## Directions for this task
Copy out every one of the following records word for word, changing nothing.

## Supplied data
============================================================
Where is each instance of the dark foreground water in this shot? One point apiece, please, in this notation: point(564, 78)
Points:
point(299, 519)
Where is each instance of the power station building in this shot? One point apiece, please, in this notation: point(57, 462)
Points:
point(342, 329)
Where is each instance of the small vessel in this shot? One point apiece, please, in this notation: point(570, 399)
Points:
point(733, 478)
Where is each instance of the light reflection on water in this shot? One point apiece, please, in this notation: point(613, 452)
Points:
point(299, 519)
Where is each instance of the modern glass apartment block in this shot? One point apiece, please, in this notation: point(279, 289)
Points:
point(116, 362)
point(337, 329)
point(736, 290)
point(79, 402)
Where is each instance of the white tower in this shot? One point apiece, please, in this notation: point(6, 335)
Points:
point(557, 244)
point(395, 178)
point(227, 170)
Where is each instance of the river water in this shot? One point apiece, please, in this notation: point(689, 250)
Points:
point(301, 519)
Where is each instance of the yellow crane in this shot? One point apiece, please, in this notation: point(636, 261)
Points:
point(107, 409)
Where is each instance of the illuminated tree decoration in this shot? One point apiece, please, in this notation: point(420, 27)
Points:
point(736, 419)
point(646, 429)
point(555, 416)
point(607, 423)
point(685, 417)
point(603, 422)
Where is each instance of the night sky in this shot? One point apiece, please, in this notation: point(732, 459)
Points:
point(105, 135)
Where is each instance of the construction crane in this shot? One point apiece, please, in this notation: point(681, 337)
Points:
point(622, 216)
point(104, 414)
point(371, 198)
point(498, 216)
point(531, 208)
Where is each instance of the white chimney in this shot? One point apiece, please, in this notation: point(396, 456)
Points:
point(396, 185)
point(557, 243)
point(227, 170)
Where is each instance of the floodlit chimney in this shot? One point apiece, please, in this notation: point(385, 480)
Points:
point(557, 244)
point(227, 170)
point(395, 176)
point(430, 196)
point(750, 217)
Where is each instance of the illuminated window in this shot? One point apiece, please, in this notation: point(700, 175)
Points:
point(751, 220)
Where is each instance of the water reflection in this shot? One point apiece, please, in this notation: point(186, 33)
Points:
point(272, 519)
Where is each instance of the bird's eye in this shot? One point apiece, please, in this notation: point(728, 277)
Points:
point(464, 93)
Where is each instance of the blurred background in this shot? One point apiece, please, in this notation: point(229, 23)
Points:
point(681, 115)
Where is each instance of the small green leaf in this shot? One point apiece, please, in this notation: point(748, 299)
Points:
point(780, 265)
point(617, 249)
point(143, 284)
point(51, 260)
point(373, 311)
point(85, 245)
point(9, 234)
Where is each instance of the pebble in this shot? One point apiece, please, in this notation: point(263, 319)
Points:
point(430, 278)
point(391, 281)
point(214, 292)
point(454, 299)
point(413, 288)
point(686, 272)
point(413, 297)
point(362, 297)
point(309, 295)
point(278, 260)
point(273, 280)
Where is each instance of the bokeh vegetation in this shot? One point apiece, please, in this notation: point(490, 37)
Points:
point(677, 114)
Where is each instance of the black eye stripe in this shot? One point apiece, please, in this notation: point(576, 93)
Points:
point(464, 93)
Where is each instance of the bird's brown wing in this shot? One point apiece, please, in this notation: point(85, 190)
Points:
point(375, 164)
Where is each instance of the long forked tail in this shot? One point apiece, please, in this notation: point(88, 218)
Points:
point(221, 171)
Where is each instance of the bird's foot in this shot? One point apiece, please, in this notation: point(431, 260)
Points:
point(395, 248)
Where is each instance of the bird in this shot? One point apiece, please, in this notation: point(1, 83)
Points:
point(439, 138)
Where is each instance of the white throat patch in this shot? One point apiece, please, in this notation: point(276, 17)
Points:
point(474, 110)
============================================================
## Answer below
Where is each instance of the dark foreground water in this shot? One point apiece, please, in this notation: point(564, 78)
Points:
point(299, 519)
Where is each instance of the power station building in this shot? One point apiece, please, in this notation: point(57, 462)
Points:
point(342, 329)
Where is each instance of the small vessel in this shot? One point apiece, please, in this notation: point(570, 399)
Points:
point(733, 478)
Where is each instance of the light reflection on water in this shot? One point apiece, please, in this notation: point(613, 452)
Points:
point(299, 519)
Where is each instance of the modern glass apartment block in this shot? One point apiece, please, in this notation: point(279, 289)
Points:
point(116, 362)
point(337, 329)
point(736, 290)
point(79, 402)
Where is each instance of the white tower in this shot? One point apiece, please, in this notation: point(6, 335)
Points:
point(557, 244)
point(395, 178)
point(227, 170)
Where is each instance of the river water in this shot? One point apiece, please, in this notation: point(689, 250)
Points:
point(301, 519)
Where is each instance of the yellow crane in this shot? One point apiece, please, in this notation: point(636, 261)
Points:
point(107, 409)
Where is each instance of the illuminated tree decoration in this shot? One point apiece, please, in this notation: point(420, 27)
Points:
point(736, 419)
point(646, 429)
point(555, 416)
point(607, 423)
point(685, 417)
point(603, 422)
Where is each instance of the night sky in this shot? One point apiece, please, in this notation: point(732, 459)
Points:
point(105, 135)
Where is each instance of the construction crane in this shot? One point apiece, please, in this notation: point(681, 337)
Points:
point(622, 216)
point(104, 414)
point(371, 198)
point(498, 216)
point(531, 208)
Where is each instance of the white chimney in this shot? One point apiece, please, in this notation: point(396, 456)
Points:
point(396, 185)
point(557, 243)
point(227, 170)
Where is each instance of the floodlit chimney in this shot? One point apiece, please, in this notation: point(385, 480)
Points:
point(557, 244)
point(227, 170)
point(395, 176)
point(430, 196)
point(750, 217)
Where is each instance of the illuminated window in this shot? One point apiece, please, in this notation: point(700, 175)
Points:
point(751, 220)
Where is each instance of the water reflection in this shot? One point apiece, please, in this notation: point(186, 33)
Points:
point(272, 519)
Where is each instance of the bird's eye in this shot? One point apiece, please, in this notation: point(728, 277)
Points:
point(464, 93)
Where is each instance of the blurred background in this shot? One point apiece, please, in this notation: point(229, 23)
Points:
point(681, 115)
Where is each instance of the small green leaf in this shot? One point apiece, please, in this notation: point(748, 299)
Points:
point(780, 265)
point(617, 249)
point(143, 284)
point(51, 260)
point(373, 311)
point(85, 245)
point(9, 234)
Where is each instance of the pebble in this shot? One point apiece, please, in this notation: point(263, 319)
Points:
point(430, 278)
point(391, 281)
point(214, 292)
point(454, 299)
point(413, 288)
point(686, 272)
point(413, 297)
point(362, 297)
point(309, 295)
point(278, 260)
point(273, 280)
Where is each instance of the bokeh vegetation in this shot? One point apiece, please, in this notation: point(490, 37)
Points:
point(677, 114)
Where is each instance of the black eye stripe in this shot? One point apiece, please, in this notation: point(576, 93)
Points:
point(464, 93)
Where is each instance of the bird's brown wing in this shot? One point apiece, please, in this notation: point(85, 190)
Points:
point(375, 164)
Where is each instance of the long forked tail in this shot? One point apiece, please, in this notation: point(88, 218)
Points:
point(221, 171)
Where is each instance of the bird's foot in this shot? One point apiece, please, in this notation: point(431, 260)
Points:
point(395, 248)
Where is each instance of the bird in this shot? One point apiece, please, in this notation: point(1, 83)
Points:
point(439, 138)
Where is each instance of the white throat patch in this shot? One point apiece, please, in this notation: point(276, 17)
Points:
point(474, 110)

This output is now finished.